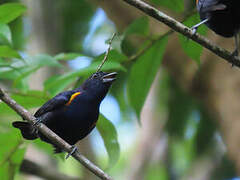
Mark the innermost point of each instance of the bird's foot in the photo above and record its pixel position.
(74, 149)
(38, 120)
(234, 53)
(194, 29)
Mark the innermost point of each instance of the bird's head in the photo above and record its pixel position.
(99, 83)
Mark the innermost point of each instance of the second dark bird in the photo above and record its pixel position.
(221, 16)
(72, 115)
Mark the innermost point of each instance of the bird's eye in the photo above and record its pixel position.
(94, 76)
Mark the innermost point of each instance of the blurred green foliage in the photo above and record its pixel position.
(190, 131)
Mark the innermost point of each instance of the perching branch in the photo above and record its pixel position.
(52, 136)
(30, 167)
(186, 31)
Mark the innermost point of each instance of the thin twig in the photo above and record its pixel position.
(52, 136)
(186, 31)
(106, 54)
(30, 167)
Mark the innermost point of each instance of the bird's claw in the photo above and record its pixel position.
(74, 149)
(38, 120)
(194, 29)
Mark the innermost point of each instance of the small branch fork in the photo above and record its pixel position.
(184, 30)
(106, 54)
(53, 137)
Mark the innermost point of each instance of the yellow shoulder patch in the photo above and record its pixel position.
(73, 97)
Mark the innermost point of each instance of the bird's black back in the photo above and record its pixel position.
(223, 21)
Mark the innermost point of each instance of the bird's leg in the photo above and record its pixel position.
(236, 51)
(195, 27)
(38, 120)
(74, 149)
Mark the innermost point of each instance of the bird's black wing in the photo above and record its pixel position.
(54, 103)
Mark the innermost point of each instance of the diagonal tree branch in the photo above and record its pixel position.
(53, 137)
(186, 31)
(30, 167)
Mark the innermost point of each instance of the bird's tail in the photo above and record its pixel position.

.....

**What you should do**
Word for word, restate the line with "Mark the innermost point of each instance of the bird's leg" and all remaining lines of the material, stopping only at the final line.

**Exercise response**
Mark the innermost point of each instance of the bird's leg in the photo above and record its pixel position.
(236, 51)
(195, 27)
(38, 120)
(74, 149)
Mark the innermost point of each instance of the bird's black wing in the photo above and record its pixel position.
(54, 103)
Mark the innermost point of each instance of the diagonal tree branch in the photo above and record its pixel position.
(53, 137)
(186, 31)
(30, 167)
Mark the innermost point of each instance of the bird's tail in the photo above and record its pixel position.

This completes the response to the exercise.